Tally the rows below that contain the string "wooden", counting only matches with identical capitalization, and respond with the number alone.

### Supplied records
***

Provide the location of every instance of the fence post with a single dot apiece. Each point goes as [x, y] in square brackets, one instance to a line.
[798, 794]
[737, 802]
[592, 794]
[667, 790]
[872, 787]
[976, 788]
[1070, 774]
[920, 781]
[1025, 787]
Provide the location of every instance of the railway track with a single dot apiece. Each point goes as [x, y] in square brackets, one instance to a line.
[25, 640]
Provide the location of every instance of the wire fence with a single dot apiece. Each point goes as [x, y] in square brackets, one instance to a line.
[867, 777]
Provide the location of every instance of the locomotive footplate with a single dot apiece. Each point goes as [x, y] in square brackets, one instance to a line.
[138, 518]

***

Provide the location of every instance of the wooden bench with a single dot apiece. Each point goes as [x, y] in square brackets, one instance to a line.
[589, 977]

***

### Exercise result
1